The company has also brought the cycle time down to the tens of milliseconds range and made it compatible with nano- and microflow LC devices, Mylchreest said.

These improvements have been detailed in several recent studies by Thermo Fisher scientists and outside researchers using the new device. In July, researchers at the University of Wisconsin-Madison who published a paper in Analytical Chemistry used the device with an Orbitrap Fusion Lumos mass spec to analyze the proteome of the human cell line K562. In a five-hour experiment using no fractionation, the researchers were able to identify more than 100,000 peptides and more than 8,000 proteins.

The researchers also looked at whether the FAIMS Pro could effectively substitute for sample fractionation, finding that a six-hour, single-shot FAIMS experiment identified 8,007 proteins compared to 7,776 proteins for an experiment that ran a sample separated into four fractions using four 90-minute gradients. The result suggests that FAIMS could replace modest amounts fractionation, said UW-Madison researcher Joshua Coon, senior author on the study.

Also in July, a team led by researchers from the University of Montreal published a study in Molecular & Cellular Proteomics using the FAIMS device coupled to a Thermo Fisher Orbitrap Fusion Tribrid, finding that it boosted peptide identifications by 30 percent while extending the limit of detection by nearly an order of magnitude in an analysis of HEK293 cell digests.

The researchers also found that use of the device reduced the amount of precursor interference, which, as they noted, is helpful in proteomic experiments generally and particularly helpful in quantitative experiments using isobaric tagging where precursor interference is a significant challenge.

In an isobaric tagging experiment, the mass spec isolates the target ion and fragments it, generating the isobaric tag reporter ions that correspond to the proportions of the different peptides in the tagged samples. However, the isolation windows used to target a given precursor ion are typically wide enough that other non-target ions can slip through. Because these ions have also been labeled with isobaric tags, they contribute to the reporter signal for the target peptide, which decreases the accuracy with which the actual target is measured.

Researchers have adopted a variety of methods to address this problem, one of the most effective of which has been to do an additional round of fragmentation and measure the ions at the MS3 level, which should eliminate much of the interference issue. This approach suffers, however, from a longer cycle time, which reduces the number of peptides the instrument can quantify.

In their study, the University of Montreal team, led by Pierre Thibault, professor of chemistry and senior author on the MCP paper, found that the use of FAIMS to reduce precursor interference in a 10-plex TMT analysis of HEK293 cells boosted the number of proteins quantified by 2.5-fold compared to an MS3-based approach.

This followed a 2016 paper published by Thibault and his colleagues in the Journal of Proteome Research in which they found a version of the new FAIMS technology increased the number of peptides they could quantify in a TMT analysis of HEK293 cells by 68 percent compared to a standard MS2-level TMT analysis while also improving the accuracy of their quantitation.

Mylchreest said he envisioned several main areas where the technology could prove useful. The first are large-scale qualitative and quantitative proteomic analyses of the kind done by the Coon and Thibault teams where FAIMS could improve depth of coverage and accuracy of quantitation.

Another area where the device could see uptake is for targeted quantitation assays where it could help reduce interferences hampering protein or small molecule measurements, he said. It could also prove useful for top-down and intact protein work, he further noted.

With release of the FAIMS Pro, Thermo Fisher joins the majority of other major mass spec vendors that offer ion mobility technology with their instruments. Waters, Sciex, Agilent, and Bruker each offer some version of ion mobility with various versions of their mass specs.

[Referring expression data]
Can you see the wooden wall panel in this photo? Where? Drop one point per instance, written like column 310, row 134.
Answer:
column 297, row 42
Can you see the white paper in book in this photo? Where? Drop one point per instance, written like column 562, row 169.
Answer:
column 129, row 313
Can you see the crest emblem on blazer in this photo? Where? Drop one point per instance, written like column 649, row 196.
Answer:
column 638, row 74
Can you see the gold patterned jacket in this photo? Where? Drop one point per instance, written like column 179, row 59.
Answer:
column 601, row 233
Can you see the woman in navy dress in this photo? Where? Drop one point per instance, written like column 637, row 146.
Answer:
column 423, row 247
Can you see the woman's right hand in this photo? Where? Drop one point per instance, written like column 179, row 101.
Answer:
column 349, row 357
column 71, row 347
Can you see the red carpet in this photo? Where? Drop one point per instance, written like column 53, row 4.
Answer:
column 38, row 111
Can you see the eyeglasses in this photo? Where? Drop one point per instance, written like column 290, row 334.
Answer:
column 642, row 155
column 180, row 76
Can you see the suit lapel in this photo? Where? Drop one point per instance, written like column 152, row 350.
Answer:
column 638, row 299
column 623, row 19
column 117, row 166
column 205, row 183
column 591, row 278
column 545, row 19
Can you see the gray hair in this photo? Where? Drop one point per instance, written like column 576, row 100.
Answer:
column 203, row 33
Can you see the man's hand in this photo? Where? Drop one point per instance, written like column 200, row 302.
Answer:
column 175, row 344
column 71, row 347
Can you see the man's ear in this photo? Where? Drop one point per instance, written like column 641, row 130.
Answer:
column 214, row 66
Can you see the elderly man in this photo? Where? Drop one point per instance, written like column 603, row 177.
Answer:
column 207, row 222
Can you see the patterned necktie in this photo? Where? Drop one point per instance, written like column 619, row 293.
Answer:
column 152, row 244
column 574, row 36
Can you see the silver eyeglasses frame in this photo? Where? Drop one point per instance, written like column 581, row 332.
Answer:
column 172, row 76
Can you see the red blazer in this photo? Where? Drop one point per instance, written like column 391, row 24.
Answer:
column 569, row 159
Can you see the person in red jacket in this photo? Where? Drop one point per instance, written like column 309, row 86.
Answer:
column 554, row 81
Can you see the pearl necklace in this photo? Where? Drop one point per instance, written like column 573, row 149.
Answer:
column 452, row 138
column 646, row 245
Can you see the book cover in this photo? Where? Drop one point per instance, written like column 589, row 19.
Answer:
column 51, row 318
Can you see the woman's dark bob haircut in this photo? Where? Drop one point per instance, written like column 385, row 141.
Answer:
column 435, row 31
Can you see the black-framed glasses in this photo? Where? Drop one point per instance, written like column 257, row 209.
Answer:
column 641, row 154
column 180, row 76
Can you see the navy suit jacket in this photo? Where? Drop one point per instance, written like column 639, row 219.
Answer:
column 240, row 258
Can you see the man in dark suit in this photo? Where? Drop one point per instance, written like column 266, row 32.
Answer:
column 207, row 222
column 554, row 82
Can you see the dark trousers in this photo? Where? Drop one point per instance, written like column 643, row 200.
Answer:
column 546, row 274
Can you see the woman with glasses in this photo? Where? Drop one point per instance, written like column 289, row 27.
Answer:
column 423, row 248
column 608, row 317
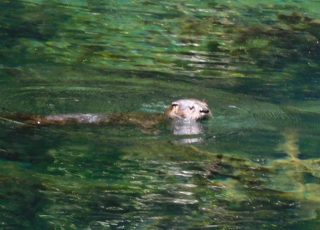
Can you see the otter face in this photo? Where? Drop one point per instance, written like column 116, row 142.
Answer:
column 188, row 109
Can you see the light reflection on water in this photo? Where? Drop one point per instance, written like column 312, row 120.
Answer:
column 257, row 66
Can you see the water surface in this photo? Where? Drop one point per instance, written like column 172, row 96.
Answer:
column 257, row 66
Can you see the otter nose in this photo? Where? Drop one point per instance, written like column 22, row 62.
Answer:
column 204, row 111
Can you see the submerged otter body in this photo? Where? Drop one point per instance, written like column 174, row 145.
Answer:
column 185, row 114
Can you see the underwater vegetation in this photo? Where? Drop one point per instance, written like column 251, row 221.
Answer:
column 256, row 64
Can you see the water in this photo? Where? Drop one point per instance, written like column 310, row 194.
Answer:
column 257, row 66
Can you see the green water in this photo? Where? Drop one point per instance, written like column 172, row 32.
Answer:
column 257, row 66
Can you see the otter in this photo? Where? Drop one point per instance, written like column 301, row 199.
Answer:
column 185, row 114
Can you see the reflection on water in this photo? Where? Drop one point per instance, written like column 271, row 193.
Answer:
column 257, row 66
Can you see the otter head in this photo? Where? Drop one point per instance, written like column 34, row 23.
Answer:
column 188, row 109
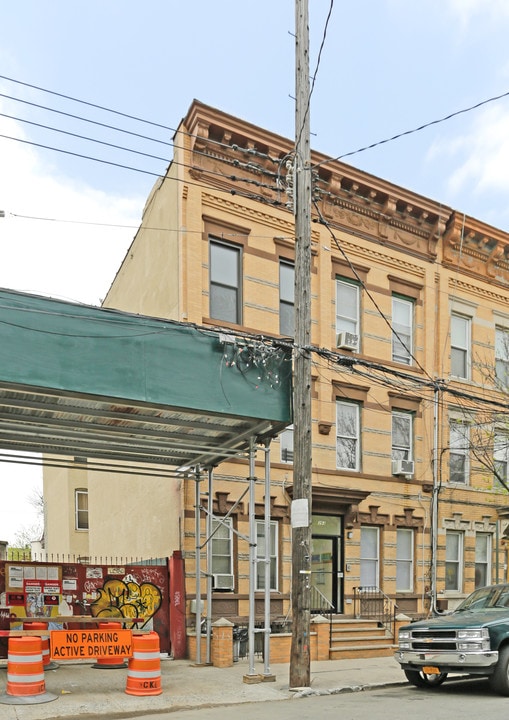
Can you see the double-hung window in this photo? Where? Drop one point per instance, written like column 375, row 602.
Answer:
column 460, row 346
column 286, row 298
column 482, row 559
column 347, row 435
column 402, row 435
column 459, row 452
column 261, row 555
column 81, row 509
column 402, row 326
column 453, row 560
column 225, row 276
column 502, row 357
column 404, row 560
column 347, row 308
column 501, row 456
column 370, row 556
column 222, row 553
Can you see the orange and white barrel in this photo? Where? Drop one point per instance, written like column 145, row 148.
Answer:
column 144, row 667
column 25, row 673
column 47, row 663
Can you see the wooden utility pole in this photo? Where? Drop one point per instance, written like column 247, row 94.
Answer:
column 301, row 505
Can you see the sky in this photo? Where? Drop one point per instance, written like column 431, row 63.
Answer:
column 379, row 69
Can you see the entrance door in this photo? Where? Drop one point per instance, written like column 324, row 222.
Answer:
column 326, row 571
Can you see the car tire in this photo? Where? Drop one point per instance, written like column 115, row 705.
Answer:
column 499, row 681
column 422, row 680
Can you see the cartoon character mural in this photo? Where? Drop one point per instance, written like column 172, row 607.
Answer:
column 127, row 598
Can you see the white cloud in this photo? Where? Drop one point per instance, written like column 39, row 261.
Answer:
column 468, row 10
column 481, row 154
column 75, row 260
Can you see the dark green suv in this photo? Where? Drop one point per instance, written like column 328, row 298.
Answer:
column 472, row 640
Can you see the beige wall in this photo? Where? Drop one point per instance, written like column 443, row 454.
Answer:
column 398, row 243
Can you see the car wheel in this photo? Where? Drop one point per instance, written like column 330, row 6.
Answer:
column 422, row 679
column 499, row 681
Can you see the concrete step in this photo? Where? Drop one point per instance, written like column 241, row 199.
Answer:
column 364, row 640
column 361, row 651
column 347, row 633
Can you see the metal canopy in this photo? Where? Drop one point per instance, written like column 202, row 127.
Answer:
column 100, row 384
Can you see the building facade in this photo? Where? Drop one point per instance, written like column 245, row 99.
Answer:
column 409, row 330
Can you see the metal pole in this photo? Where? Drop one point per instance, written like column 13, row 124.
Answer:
column 434, row 509
column 210, row 506
column 197, row 569
column 266, row 654
column 252, row 555
column 301, row 505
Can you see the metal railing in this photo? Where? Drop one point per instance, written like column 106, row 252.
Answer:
column 371, row 602
column 321, row 606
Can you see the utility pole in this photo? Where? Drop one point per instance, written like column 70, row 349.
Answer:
column 301, row 505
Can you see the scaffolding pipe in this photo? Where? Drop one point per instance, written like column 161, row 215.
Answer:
column 434, row 510
column 198, row 569
column 209, row 564
column 252, row 556
column 268, row 538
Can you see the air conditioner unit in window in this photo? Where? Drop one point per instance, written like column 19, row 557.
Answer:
column 286, row 455
column 223, row 581
column 402, row 467
column 347, row 341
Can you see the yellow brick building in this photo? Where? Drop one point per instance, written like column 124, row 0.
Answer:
column 410, row 319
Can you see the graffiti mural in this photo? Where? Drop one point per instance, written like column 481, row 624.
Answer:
column 127, row 599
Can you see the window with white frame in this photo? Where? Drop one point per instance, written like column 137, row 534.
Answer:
column 225, row 275
column 222, row 548
column 347, row 435
column 460, row 346
column 370, row 556
column 260, row 555
column 81, row 509
column 502, row 357
column 402, row 326
column 402, row 432
column 404, row 560
column 482, row 559
column 459, row 452
column 501, row 456
column 286, row 445
column 453, row 560
column 347, row 307
column 286, row 298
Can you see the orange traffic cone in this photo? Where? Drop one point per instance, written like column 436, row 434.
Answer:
column 144, row 667
column 47, row 663
column 113, row 662
column 25, row 674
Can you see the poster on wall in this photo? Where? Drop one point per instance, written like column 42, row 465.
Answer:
column 33, row 590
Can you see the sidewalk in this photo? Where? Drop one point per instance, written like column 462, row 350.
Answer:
column 80, row 689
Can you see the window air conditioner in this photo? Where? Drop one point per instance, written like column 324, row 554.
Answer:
column 286, row 455
column 223, row 581
column 402, row 467
column 347, row 341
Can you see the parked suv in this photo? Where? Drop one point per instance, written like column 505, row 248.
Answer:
column 471, row 640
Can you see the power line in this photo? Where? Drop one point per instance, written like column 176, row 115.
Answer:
column 414, row 130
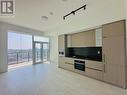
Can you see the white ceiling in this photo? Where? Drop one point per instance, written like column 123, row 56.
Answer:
column 29, row 12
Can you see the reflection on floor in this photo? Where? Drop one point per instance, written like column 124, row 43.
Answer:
column 13, row 66
column 47, row 79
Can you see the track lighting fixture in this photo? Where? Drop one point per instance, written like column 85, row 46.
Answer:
column 73, row 12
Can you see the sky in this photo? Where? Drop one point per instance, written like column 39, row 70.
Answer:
column 22, row 41
column 19, row 41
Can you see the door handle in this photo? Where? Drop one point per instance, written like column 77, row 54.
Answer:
column 103, row 58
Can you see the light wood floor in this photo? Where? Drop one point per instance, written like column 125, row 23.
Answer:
column 46, row 79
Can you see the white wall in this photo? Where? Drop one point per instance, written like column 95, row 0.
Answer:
column 4, row 27
column 53, row 46
column 98, row 12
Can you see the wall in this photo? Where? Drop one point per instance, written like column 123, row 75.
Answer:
column 53, row 46
column 126, row 41
column 98, row 12
column 4, row 27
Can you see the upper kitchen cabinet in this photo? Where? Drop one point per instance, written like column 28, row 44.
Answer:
column 83, row 39
column 61, row 41
column 114, row 29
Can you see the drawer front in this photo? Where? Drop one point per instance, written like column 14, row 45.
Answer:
column 69, row 60
column 69, row 66
column 94, row 74
column 94, row 65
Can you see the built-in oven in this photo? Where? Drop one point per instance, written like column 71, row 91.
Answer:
column 61, row 52
column 79, row 65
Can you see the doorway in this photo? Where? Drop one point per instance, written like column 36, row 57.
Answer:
column 40, row 50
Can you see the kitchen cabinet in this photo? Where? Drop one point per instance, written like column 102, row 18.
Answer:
column 114, row 53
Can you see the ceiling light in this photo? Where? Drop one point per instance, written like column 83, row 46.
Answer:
column 64, row 0
column 44, row 18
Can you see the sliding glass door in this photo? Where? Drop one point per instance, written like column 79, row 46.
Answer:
column 40, row 50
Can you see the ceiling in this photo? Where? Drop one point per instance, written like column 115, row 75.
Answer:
column 28, row 13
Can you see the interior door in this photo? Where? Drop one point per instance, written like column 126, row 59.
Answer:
column 38, row 51
column 45, row 52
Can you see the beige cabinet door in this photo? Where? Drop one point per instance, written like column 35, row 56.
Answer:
column 61, row 42
column 114, row 51
column 114, row 29
column 83, row 39
column 61, row 63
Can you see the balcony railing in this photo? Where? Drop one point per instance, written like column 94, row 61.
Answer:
column 19, row 57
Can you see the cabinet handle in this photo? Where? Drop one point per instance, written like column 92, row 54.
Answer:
column 104, row 68
column 103, row 58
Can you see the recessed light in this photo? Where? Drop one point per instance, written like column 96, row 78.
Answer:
column 64, row 0
column 51, row 13
column 44, row 18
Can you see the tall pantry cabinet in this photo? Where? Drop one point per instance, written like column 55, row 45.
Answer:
column 114, row 53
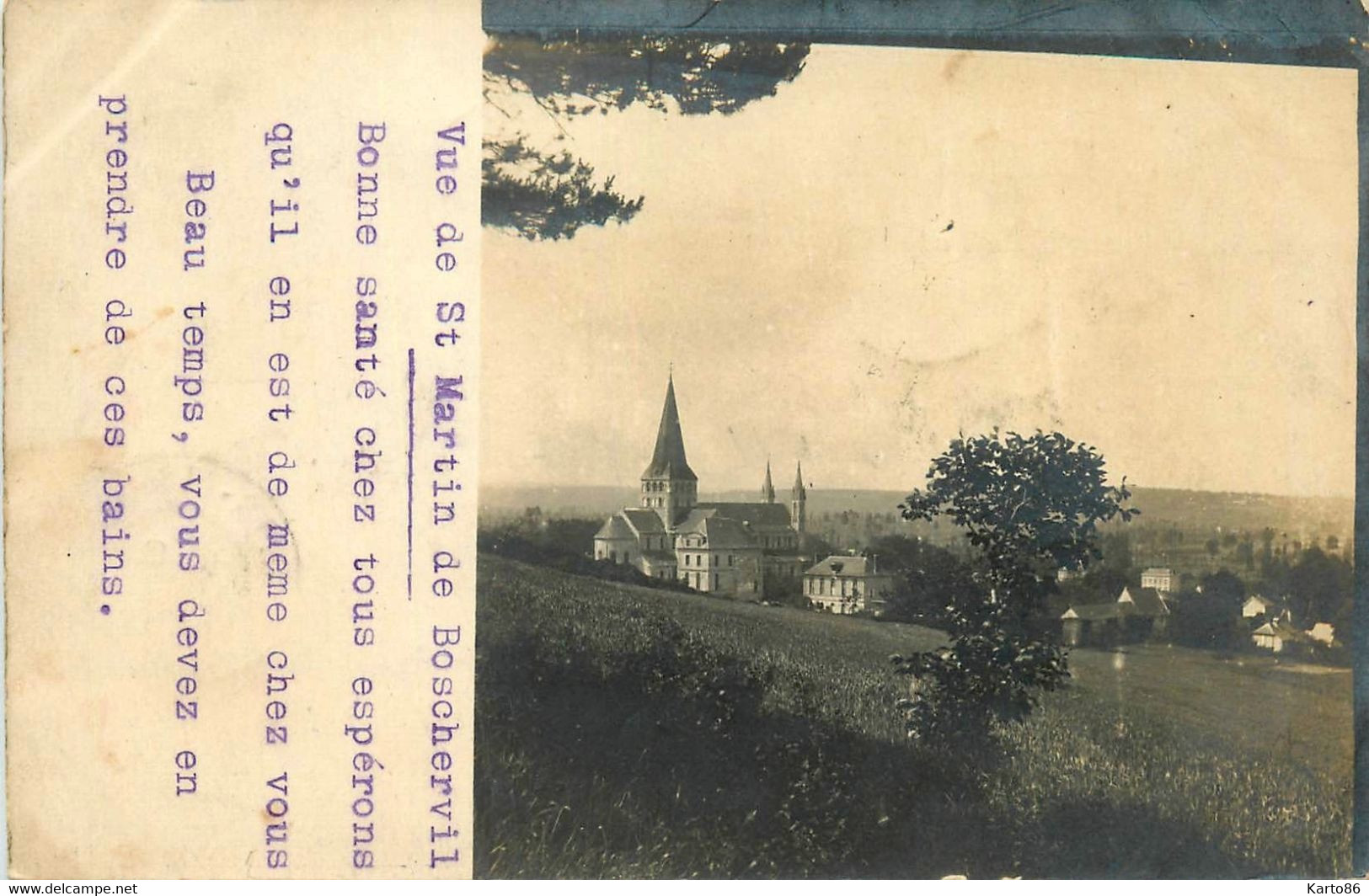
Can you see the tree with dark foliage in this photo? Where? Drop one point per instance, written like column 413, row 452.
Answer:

• **Work instruction 1**
Based on the article about the FAIMS Pro device, say whether each statement is true: (a) the University of Wisconsin-Madison researchers identified more than 8,000 proteins in a five-hour experiment without fractionation; (b) the University of Montreal team paired the device with an Orbitrap Fusion Lumos; (c) the 2016 paper reported a 68 percent gain in quantified peptides over an MS3-level analysis. Answer yes or no for each, quoting the deciding words of the text.
• **Work instruction 2**
Duplicate the part of the article about the FAIMS Pro device that opens with the words containing "This followed a" and closes with "accuracy of quantitation.".
You can set this material aside; it plays no part in the work.

• **Answer section 1**
(a) Yes: "In a five-hour experiment using no fractionation, the researchers were able to identify more than 100,000 peptides and more than 8,000 proteins."
(b) No: "using the FAIMS device coupled to a Thermo Fisher Orbitrap Fusion Tribrid"
(c) No: "by 68 percent compared to a standard MS2-level TMT analysis"

• **Answer section 2**
This followed a 2016 paper published by Thibault and his colleagues in the Journal of Proteome Research in which they found a version of the new FAIMS technology increased the number of peptides they could quantify in a TMT analysis of HEK293 cells by 68 percent compared to a standard MS2-level TMT analysis while also improving the accuracy of their quantitation.

Mylchreest said he envisioned several main areas where the technology could prove useful. The first are large-scale qualitative and quantitative proteomic analyses of the kind done by the Coon and Thibault teams where FAIMS could improve depth of coverage and accuracy of quantitation.